[Dataset excerpts]
▼

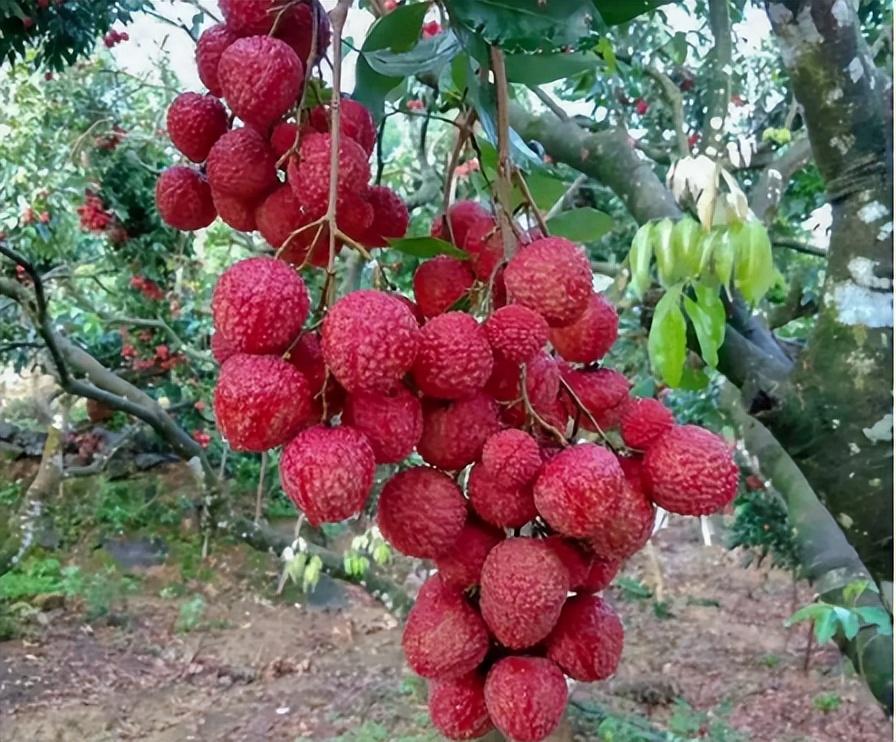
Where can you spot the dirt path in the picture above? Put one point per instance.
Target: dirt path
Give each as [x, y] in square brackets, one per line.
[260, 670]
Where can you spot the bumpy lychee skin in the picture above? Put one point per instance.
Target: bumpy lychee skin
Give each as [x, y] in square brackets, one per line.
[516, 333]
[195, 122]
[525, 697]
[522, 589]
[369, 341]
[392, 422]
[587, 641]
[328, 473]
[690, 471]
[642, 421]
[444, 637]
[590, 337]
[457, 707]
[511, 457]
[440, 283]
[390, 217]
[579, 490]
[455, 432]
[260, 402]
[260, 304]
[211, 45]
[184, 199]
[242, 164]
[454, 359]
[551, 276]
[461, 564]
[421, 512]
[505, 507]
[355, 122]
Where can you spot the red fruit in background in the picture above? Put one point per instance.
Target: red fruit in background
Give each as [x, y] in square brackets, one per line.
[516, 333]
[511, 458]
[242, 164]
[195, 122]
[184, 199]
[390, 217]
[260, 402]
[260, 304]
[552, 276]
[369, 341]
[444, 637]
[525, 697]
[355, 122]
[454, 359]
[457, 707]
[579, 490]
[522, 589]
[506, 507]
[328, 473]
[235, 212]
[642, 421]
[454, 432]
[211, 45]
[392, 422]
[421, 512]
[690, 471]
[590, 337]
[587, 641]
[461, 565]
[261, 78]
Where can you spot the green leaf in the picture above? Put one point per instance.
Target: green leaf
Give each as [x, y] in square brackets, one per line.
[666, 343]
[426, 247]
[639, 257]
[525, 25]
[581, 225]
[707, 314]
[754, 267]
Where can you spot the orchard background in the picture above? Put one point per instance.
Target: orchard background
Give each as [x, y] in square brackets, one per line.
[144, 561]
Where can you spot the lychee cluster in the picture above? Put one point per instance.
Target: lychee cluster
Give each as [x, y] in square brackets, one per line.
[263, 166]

▲
▼

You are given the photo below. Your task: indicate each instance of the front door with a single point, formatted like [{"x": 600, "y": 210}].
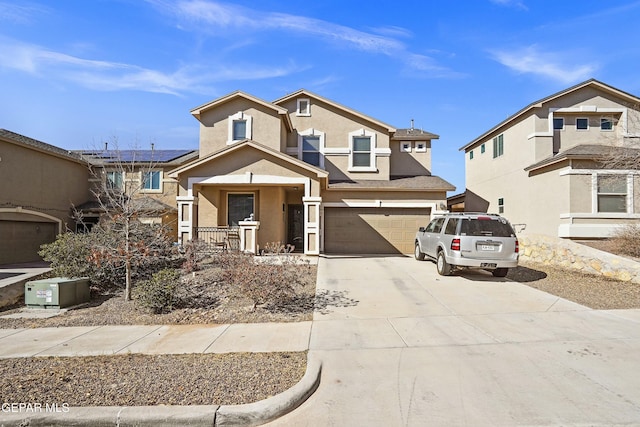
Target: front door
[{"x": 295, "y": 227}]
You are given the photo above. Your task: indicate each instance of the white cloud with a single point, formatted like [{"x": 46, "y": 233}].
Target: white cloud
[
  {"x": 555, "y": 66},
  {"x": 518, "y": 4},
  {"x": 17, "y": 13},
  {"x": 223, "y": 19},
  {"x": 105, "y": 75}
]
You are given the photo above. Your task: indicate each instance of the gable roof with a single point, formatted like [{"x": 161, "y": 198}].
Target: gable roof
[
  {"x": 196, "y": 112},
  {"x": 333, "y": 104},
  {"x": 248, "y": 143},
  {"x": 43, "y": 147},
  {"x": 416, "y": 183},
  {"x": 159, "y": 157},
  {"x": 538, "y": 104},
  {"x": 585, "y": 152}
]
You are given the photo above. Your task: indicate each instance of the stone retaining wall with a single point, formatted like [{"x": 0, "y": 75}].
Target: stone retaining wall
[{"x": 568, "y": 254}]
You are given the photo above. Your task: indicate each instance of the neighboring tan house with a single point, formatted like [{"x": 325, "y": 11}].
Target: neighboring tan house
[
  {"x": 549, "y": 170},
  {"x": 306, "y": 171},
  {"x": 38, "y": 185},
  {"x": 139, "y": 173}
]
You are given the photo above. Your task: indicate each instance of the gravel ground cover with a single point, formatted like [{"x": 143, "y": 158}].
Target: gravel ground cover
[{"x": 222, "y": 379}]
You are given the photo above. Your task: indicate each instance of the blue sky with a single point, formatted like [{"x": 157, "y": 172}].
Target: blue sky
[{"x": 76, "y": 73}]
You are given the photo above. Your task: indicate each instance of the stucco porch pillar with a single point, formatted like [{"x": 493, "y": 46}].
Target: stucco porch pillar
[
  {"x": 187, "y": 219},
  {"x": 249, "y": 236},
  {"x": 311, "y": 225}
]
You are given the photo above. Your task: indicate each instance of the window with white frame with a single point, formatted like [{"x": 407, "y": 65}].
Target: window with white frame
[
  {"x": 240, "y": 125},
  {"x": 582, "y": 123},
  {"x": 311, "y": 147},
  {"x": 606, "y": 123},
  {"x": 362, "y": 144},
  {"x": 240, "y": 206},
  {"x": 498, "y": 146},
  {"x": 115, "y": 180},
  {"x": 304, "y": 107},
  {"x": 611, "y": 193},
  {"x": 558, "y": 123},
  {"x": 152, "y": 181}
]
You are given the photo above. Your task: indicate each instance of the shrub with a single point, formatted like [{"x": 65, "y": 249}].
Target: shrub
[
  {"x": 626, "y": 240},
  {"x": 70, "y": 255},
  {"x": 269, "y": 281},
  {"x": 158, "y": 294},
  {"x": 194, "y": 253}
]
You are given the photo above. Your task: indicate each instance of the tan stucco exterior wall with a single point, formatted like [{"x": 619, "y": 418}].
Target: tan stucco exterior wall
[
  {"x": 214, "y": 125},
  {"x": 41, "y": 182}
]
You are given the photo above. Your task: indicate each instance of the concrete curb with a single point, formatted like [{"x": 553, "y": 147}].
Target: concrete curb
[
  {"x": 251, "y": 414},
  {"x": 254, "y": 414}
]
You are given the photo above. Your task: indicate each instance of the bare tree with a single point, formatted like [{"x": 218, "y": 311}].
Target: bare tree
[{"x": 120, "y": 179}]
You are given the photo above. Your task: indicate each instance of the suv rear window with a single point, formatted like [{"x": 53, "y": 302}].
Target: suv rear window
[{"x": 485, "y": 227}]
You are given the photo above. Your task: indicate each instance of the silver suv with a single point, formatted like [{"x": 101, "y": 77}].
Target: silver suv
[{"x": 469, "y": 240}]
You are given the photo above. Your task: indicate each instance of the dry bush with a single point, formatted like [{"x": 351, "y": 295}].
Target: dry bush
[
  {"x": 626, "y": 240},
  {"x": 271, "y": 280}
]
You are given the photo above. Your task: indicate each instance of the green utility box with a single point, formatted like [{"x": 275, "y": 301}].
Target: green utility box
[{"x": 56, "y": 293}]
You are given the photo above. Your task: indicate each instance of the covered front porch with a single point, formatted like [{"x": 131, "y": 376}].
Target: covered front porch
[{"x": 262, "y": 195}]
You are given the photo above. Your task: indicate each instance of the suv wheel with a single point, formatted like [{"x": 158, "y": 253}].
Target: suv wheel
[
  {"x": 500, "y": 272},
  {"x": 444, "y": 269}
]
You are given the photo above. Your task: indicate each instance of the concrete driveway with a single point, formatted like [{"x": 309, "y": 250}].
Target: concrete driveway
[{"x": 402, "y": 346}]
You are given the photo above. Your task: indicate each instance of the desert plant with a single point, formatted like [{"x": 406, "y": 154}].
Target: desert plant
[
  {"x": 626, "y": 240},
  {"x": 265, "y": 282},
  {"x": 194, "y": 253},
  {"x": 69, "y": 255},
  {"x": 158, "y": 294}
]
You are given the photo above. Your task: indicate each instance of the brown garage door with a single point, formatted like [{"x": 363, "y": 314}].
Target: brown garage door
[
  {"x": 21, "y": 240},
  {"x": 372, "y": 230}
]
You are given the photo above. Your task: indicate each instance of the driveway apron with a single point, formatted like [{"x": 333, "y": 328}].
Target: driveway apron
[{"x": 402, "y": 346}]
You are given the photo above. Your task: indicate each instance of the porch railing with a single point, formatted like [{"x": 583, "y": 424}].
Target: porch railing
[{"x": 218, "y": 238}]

▲
▼

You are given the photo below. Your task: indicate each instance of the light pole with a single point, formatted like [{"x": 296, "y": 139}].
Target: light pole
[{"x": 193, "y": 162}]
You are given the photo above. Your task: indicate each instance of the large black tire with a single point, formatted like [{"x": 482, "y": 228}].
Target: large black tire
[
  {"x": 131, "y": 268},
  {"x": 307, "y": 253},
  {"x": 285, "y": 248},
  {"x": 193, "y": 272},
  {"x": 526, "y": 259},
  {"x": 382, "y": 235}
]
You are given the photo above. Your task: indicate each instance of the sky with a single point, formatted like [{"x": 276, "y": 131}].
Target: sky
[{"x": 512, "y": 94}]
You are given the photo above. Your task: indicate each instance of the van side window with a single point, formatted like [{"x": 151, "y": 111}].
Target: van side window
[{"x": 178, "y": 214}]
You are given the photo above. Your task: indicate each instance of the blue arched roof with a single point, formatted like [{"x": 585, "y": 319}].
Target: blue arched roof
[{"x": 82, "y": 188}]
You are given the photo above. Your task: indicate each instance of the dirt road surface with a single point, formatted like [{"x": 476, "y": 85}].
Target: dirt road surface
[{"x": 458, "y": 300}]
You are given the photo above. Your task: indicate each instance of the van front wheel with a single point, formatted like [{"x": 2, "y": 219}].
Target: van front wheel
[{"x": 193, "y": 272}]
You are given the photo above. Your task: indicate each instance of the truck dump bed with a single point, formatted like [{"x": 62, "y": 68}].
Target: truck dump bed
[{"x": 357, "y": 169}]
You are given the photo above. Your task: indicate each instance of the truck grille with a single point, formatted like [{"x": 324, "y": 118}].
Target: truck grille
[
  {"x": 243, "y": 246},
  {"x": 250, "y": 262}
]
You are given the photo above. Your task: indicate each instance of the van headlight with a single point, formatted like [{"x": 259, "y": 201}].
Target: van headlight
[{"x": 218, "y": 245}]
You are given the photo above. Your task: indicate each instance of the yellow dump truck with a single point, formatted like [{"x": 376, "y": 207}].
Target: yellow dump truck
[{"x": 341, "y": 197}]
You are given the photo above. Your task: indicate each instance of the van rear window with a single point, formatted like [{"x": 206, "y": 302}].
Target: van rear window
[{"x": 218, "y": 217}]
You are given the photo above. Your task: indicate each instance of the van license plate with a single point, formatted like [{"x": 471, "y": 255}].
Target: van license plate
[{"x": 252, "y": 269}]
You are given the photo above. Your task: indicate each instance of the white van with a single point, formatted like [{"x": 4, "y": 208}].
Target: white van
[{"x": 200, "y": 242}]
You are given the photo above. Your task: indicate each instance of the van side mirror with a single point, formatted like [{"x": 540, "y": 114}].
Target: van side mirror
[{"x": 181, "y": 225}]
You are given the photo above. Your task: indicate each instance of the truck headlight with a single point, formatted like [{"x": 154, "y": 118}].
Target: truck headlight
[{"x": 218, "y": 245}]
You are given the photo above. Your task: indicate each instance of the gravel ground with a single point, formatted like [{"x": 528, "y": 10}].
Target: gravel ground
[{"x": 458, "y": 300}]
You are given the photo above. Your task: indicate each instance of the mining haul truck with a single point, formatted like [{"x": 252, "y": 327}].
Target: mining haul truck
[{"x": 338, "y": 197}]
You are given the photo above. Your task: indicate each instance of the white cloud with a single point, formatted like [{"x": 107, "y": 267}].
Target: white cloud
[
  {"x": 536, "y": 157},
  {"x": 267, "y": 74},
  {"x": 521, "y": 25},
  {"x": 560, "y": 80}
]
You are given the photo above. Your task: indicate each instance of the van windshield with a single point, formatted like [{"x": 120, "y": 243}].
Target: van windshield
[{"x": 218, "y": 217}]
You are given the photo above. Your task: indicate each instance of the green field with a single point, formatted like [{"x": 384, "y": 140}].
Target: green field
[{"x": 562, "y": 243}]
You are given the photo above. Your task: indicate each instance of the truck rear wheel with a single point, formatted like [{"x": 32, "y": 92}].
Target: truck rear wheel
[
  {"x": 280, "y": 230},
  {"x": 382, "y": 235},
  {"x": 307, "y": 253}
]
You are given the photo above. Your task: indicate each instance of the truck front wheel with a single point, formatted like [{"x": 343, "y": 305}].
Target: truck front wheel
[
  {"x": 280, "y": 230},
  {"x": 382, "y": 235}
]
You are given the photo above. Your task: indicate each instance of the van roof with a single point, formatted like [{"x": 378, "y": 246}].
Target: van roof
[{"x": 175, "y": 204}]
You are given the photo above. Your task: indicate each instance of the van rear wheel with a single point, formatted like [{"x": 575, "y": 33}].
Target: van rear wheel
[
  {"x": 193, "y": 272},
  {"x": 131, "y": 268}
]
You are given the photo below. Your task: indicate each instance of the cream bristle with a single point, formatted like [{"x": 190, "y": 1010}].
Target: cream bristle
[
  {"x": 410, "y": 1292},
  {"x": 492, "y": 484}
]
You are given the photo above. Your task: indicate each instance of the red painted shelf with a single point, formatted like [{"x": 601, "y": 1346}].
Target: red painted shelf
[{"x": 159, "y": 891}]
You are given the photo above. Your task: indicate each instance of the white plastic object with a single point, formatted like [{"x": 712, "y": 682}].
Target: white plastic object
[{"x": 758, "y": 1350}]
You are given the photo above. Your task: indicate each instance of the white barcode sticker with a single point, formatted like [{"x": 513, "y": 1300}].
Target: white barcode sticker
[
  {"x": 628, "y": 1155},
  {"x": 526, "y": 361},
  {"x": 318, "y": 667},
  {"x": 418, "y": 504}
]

▲

» YOUR INSTRUCTIONS:
Among the lines of the records, copy out each one that contains the word "skin".

» TASK ANSWER:
Where can you spot the bumpy lychee skin in the picture above? Put one point per instance.
Target: bumpy lychee skin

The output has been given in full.